◆ Data supplied:
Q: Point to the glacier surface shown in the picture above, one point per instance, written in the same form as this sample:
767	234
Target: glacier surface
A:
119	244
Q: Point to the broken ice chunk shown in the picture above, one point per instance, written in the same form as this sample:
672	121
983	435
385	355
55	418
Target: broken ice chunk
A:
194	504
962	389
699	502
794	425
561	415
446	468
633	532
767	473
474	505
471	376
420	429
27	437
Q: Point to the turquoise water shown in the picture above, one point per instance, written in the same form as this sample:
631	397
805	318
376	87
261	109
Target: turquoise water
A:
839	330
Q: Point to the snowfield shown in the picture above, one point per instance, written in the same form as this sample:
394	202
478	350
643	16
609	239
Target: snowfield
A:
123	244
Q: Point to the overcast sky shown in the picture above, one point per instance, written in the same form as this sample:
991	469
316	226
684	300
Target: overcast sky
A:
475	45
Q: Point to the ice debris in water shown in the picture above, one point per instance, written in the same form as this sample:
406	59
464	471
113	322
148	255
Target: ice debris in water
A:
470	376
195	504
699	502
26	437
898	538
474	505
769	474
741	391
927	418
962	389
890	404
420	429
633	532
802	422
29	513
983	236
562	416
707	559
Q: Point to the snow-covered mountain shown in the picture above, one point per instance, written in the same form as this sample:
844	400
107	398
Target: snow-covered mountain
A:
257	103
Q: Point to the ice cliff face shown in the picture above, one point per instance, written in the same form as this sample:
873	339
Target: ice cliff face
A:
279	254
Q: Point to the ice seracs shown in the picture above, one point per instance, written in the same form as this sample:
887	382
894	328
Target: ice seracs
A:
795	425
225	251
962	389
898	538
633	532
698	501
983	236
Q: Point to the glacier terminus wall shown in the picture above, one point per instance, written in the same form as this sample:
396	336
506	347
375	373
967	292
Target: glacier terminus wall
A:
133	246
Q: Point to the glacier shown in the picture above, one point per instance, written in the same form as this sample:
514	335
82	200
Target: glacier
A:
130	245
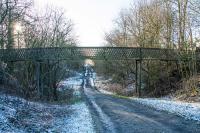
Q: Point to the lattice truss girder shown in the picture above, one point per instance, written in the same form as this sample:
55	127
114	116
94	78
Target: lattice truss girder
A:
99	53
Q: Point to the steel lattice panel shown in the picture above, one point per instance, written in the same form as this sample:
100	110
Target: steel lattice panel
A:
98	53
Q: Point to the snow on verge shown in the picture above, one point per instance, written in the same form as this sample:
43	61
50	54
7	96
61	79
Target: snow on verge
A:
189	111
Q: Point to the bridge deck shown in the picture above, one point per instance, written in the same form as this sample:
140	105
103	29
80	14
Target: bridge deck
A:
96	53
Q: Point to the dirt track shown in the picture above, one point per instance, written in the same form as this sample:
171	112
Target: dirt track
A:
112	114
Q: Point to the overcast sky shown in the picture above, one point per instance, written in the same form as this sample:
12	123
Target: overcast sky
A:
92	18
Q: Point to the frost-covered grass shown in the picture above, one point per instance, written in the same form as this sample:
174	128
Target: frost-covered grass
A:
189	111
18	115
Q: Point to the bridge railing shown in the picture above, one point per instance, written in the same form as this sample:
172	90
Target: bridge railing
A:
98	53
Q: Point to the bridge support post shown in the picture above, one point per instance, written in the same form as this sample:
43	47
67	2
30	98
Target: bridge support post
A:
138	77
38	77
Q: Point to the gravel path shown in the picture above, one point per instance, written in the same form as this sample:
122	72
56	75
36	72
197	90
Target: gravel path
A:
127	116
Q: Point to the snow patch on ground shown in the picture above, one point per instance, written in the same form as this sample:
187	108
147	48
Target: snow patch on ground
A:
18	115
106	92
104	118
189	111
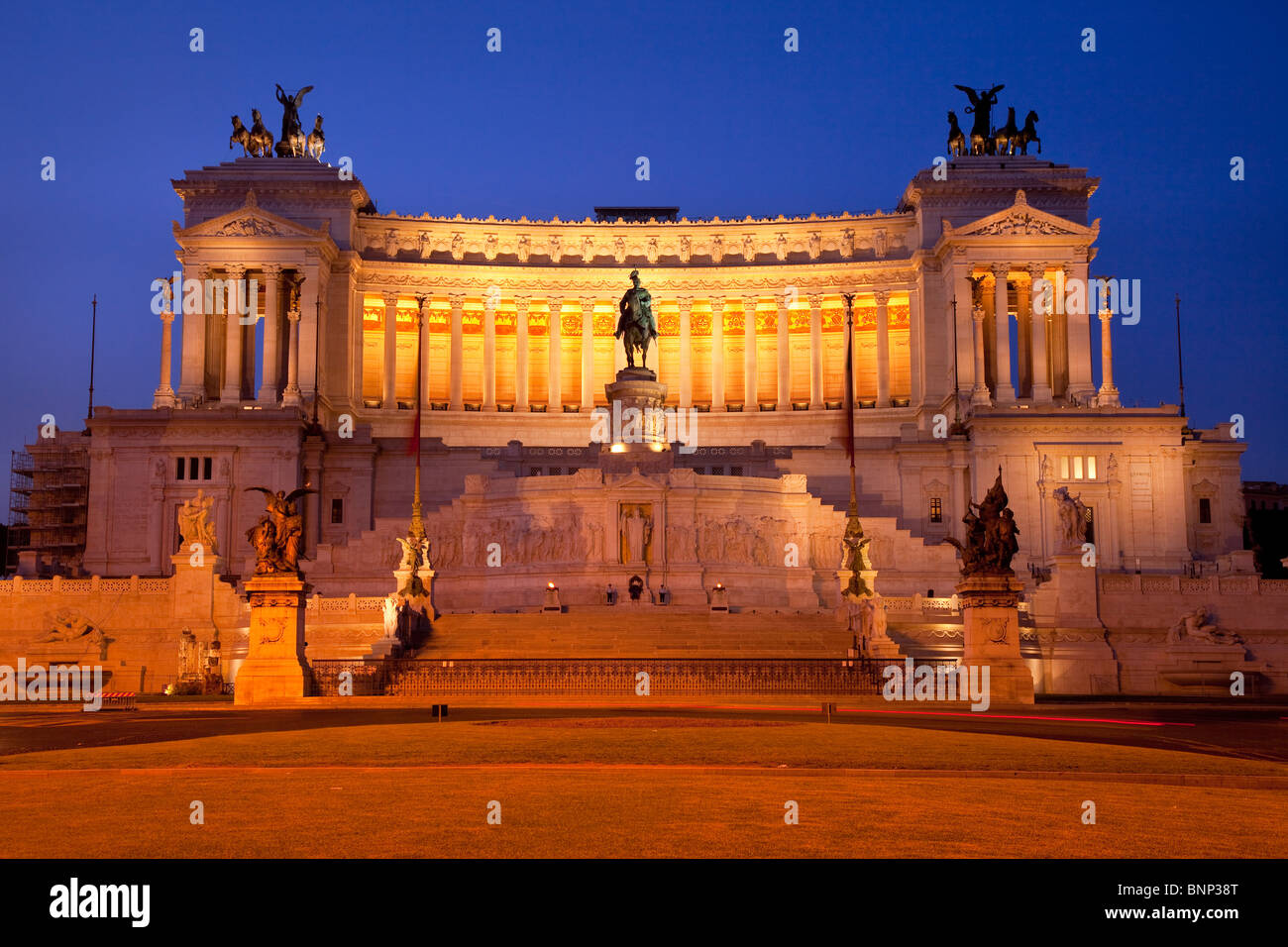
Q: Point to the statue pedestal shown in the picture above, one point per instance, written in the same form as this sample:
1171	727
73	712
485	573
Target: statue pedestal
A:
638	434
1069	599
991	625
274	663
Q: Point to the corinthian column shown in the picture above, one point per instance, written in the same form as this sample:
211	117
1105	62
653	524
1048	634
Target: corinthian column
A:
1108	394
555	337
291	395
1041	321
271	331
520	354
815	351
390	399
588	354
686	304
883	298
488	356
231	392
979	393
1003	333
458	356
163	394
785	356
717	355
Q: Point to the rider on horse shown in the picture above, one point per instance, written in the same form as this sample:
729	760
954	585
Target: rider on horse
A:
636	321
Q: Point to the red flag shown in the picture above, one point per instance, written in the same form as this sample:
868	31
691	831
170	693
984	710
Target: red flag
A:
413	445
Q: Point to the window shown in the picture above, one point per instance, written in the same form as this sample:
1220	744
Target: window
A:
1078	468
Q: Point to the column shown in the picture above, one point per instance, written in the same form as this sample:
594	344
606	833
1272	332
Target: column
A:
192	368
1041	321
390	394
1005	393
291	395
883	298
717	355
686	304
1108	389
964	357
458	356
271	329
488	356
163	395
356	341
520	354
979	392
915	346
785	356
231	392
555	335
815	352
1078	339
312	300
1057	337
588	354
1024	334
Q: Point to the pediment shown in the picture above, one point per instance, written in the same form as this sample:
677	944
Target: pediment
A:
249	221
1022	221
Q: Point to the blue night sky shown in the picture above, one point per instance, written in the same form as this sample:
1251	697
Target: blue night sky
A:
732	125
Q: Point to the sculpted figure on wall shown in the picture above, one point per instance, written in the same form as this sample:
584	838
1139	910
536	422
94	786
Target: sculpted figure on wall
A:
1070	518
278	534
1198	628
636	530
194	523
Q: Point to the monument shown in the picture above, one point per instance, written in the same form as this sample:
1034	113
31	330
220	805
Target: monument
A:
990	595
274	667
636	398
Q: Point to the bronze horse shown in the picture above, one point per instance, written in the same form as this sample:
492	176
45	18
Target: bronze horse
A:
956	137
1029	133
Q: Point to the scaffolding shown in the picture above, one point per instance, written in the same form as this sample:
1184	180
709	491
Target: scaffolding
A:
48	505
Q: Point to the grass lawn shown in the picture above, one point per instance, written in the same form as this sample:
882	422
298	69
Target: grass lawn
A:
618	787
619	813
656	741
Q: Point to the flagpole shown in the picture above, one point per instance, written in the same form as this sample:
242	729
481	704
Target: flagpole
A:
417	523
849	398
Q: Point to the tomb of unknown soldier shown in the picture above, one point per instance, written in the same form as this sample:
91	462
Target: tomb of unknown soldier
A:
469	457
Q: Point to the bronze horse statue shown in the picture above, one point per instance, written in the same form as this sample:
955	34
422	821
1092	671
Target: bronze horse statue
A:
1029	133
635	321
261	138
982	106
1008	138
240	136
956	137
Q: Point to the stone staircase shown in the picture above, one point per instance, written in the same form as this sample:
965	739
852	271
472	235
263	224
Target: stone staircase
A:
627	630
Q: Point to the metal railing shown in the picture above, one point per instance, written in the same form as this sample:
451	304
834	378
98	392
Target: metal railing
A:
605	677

◆ Task to carry out: Convert all of the lines above into a JSON list of strings, with one string for each line and blank lines omitted. Leave the pictures out of the answer.

◆ Solution to the problem:
[
  "Q: Point to the glacier surface shown in the picture above, one point per instance, written in the same form as this sample:",
  "767\t234",
  "Target: glacier surface",
  "A:",
  "119\t244",
  "Q: Point to the broken ice chunk shown in the picture above, one point per instance, written in the same form as this sample:",
  "672\t121",
  "983\t435",
  "385\t355",
  "55\t418",
  "Target: broken ice chunk",
  "A:",
  "194\t504",
  "962\t389",
  "699\t502",
  "794\t425",
  "561\t415",
  "446\t468",
  "633\t532",
  "767\t473",
  "474\t505",
  "471\t376",
  "420\t429",
  "27\t437",
  "Q: Point to the turquoise water shown in the picture above, one point per instance, written in the same form as this sample:",
  "631\t397",
  "805\t318",
  "376\t87",
  "261\t109",
  "Target: turquoise water",
  "A:",
  "839\t330",
  "Q: Point to the snowfield shown in the picture above, one point per instance, written in the same form as this sample:",
  "394\t202",
  "478\t350",
  "643\t16",
  "609\t239",
  "Target: snowfield",
  "A:",
  "123\t244",
  "Q: Point to the overcast sky shown in the picture above, one point per instance, written in the same form as this sample:",
  "991\t469",
  "316\t226",
  "684\t300",
  "Target: overcast sky",
  "A:",
  "475\t45",
  "Q: Point to the ice debris in water shown in the picture above, one point per instance, written in the same form as this sample:",
  "406\t59",
  "464\t471",
  "113\t322",
  "148\t255",
  "Target: ice debris in water",
  "A:",
  "470\t376",
  "195\t504",
  "699\t502",
  "26\t437",
  "898\t538",
  "474\t505",
  "769\t474",
  "741\t391",
  "927\t418",
  "962\t389",
  "890\t404",
  "420\t429",
  "633\t532",
  "802\t422",
  "29\t513",
  "983\t236",
  "562\t416",
  "707\t559",
  "Q: Point to the snow-covered mountain shown in the picture above, one point per instance, written in the same form as this sample:",
  "844\t400",
  "107\t398",
  "Target: snow-covered mountain",
  "A:",
  "257\t103",
  "Q: Point to the ice cliff face shown in the picture above, one point per instance, written in the same form as this sample:",
  "873\t339",
  "Target: ice cliff face",
  "A:",
  "279\t254",
  "Q: Point to the ice seracs shown in the picture above, one point per instance, written in the same form as this sample:",
  "887\t382",
  "894\t328",
  "Target: ice seracs",
  "A:",
  "795\t425",
  "225\t251",
  "962\t389",
  "898\t538",
  "633\t532",
  "698\t501",
  "983\t236",
  "Q: Point to the glacier terminus wall shown in the picture above, one point per instance, written in the same form as this sample:",
  "396\t336",
  "506\t347",
  "375\t373",
  "967\t292",
  "Target: glacier terminus wall",
  "A:",
  "133\t246",
  "Q: Point to the glacier shown in the picture above, one point per instance, written in the same form as this sample:",
  "514\t335",
  "82\t200",
  "Target: glacier",
  "A:",
  "130\t245",
  "Q: Point to the lattice truss girder shown in the picture above, one point per instance, written in the same form as this sample:",
  "55\t127",
  "114\t116",
  "94\t78",
  "Target: lattice truss girder",
  "A:",
  "99\t53",
  "Q: Point to the steel lattice panel shown in the picture above, one point per instance, written in the same form as this sample:",
  "100\t110",
  "Target: steel lattice panel",
  "A:",
  "98\t53",
  "Q: Point to the snow on verge shown in the picture above, one point per instance, written in the same form as this sample:",
  "43\t61",
  "50\t54",
  "7\t96",
  "61\t79",
  "Target: snow on verge",
  "A:",
  "189\t111",
  "Q: Point to the bridge deck shown in the picture above, one point per instance, written in the same form as this sample:",
  "140\t105",
  "103\t29",
  "80\t14",
  "Target: bridge deck",
  "A:",
  "96\t53",
  "Q: Point to the dirt track shown in the picture above, one point per instance, written in the same form as this sample:",
  "171\t112",
  "Target: dirt track",
  "A:",
  "112\t114",
  "Q: Point to the overcast sky shown in the picture above, one point per instance, written in the same form as this sample:",
  "12\t123",
  "Target: overcast sky",
  "A:",
  "92\t18",
  "Q: Point to the frost-covered grass shown in the picture above, one point per instance, written in the same form as this sample:",
  "174\t128",
  "Target: frost-covered grass",
  "A:",
  "189\t111",
  "18\t115",
  "Q: Point to the bridge railing shown in the picture above, one point per instance, written in the same form as this sample:",
  "172\t90",
  "Target: bridge railing",
  "A:",
  "98\t53",
  "Q: Point to the bridge support post shown in the picture above, one point per instance, written in the same form as this sample:",
  "43\t47",
  "67\t2",
  "30\t98",
  "Target: bridge support post",
  "A:",
  "138\t77",
  "38\t77",
  "Q: Point to the gravel path shown in the picture above, one point per instance, written in the same form as this sample:",
  "122\t72",
  "56\t75",
  "36\t72",
  "197\t90",
  "Target: gravel path",
  "A:",
  "127\t116",
  "Q: Point to the snow patch on ground shown in the picture above, one point per instance, written in the same form as this sample:",
  "187\t108",
  "147\t48",
  "Target: snow patch on ground",
  "A:",
  "18\t115",
  "106\t92",
  "104\t118",
  "189\t111",
  "Q: Point to the statue pedestal shown in the picture above, one point per instance, written in the same form as this sample:",
  "1171\t727",
  "73\t712",
  "485\t573",
  "Target: statue pedestal",
  "A:",
  "638\t434",
  "1069\t599",
  "991\t625",
  "274\t663",
  "Q: Point to the corinthian column shown in the picture above, one point per instance, written in the same form as this sample:",
  "211\t117",
  "1105\t62",
  "653\t524",
  "1048\t634",
  "Target: corinthian column",
  "A:",
  "1108\t394",
  "555\t337",
  "291\t395",
  "1041\t321",
  "271\t331",
  "520\t354",
  "815\t351",
  "390\t399",
  "588\t354",
  "686\t304",
  "883\t298",
  "488\t356",
  "231\t392",
  "979\t393",
  "1003\t333",
  "458\t356",
  "163\t394",
  "785\t356",
  "717\t355",
  "Q: Point to the rider on horse shown in the picture above, one point per instance, written in the same form as this sample:",
  "729\t760",
  "954\t585",
  "Target: rider on horse",
  "A:",
  "636\t321",
  "Q: Point to the red flag shown in the picture above, one point per instance, written in the same form as this sample:",
  "868\t31",
  "691\t831",
  "170\t693",
  "984\t710",
  "Target: red flag",
  "A:",
  "413\t445",
  "Q: Point to the window shown in the picture above, one point per instance, written in the same form as this sample:",
  "1220\t744",
  "Target: window",
  "A:",
  "1078\t468",
  "Q: Point to the column shown in the picture above, one point per instance, written in the same form as this sample:",
  "594\t344",
  "606\t833",
  "1272\t332",
  "Target: column",
  "A:",
  "192\t368",
  "1041\t321",
  "390\t394",
  "1005\t393",
  "291\t395",
  "883\t298",
  "717\t355",
  "686\t304",
  "1108\t389",
  "964\t357",
  "458\t356",
  "271\t329",
  "488\t356",
  "163\t395",
  "356\t341",
  "520\t354",
  "979\t392",
  "915\t346",
  "785\t356",
  "231\t392",
  "555\t335",
  "815\t352",
  "1078\t339",
  "312\t300",
  "1057\t337",
  "588\t354",
  "1024\t334",
  "Q: Point to the pediment shown in the picture above, one point per instance, written in the same form as this sample:",
  "677\t944",
  "Target: pediment",
  "A:",
  "249\t221",
  "1022\t221",
  "Q: Point to the blue night sky shown in the picture above, one point per instance, written in the same form as this sample:",
  "1251\t697",
  "Target: blue night sky",
  "A:",
  "732\t125",
  "Q: Point to the sculpted figure on wall shown in the picture above, one point per instance, written in the same form as this sample:",
  "584\t838",
  "1139\t910",
  "536\t422",
  "94\t786",
  "Target: sculpted figure on wall",
  "A:",
  "1070\t518",
  "278\t534",
  "1198\t628",
  "636\t530",
  "194\t523",
  "Q: Point to the monument shown in the picture above, one point per instance, written in the same form as this sample:",
  "1034\t113",
  "31\t330",
  "220\t805",
  "Target: monument",
  "A:",
  "990\t595",
  "274\t667",
  "636\t398",
  "Q: Point to the bronze horse shown in the picture above, one point per instance, written in the same form as this sample:",
  "492\t176",
  "45\t18",
  "Target: bronze horse",
  "A:",
  "956\t137",
  "1029\t133",
  "Q: Point to the scaffolding shown in the picture above, one point per instance, written in the same form as this sample:",
  "1184\t180",
  "709\t491",
  "Target: scaffolding",
  "A:",
  "48\t505",
  "Q: Point to the grass lawn shown in the picture above, one point per instance, written in the same form as this sample:",
  "882\t422",
  "298\t69",
  "Target: grass lawn",
  "A:",
  "618\t787",
  "619\t813",
  "656\t741",
  "Q: Point to the flagpole shown in the picture above, one point per instance, written in the same form as this sample:",
  "242\t729",
  "481\t704",
  "Target: flagpole",
  "A:",
  "417\t523",
  "849\t398",
  "Q: Point to the tomb of unknown soldier shown in the picture above, one point per instance, written in the same form as this sample:",
  "91\t462",
  "Target: tomb of unknown soldier",
  "A:",
  "469\t457",
  "Q: Point to the bronze horse statue shown in the picture above, one point per instance, written in the same form as this sample:",
  "955\t34",
  "422\t821",
  "1092\t671",
  "Target: bronze horse statue",
  "A:",
  "1029\t133",
  "635\t321",
  "261\t138",
  "982\t106",
  "1008\t138",
  "240\t136",
  "956\t137",
  "Q: Point to the stone staircase shown in the picture above, one point per instance, written in the same form as this sample:",
  "965\t739",
  "852\t271",
  "472\t235",
  "263\t224",
  "Target: stone staircase",
  "A:",
  "627\t630",
  "Q: Point to the metal railing shown in the picture above, one point per instance, written in the same form as this sample:",
  "451\t304",
  "834\t378",
  "98\t392",
  "Target: metal railing",
  "A:",
  "605\t677"
]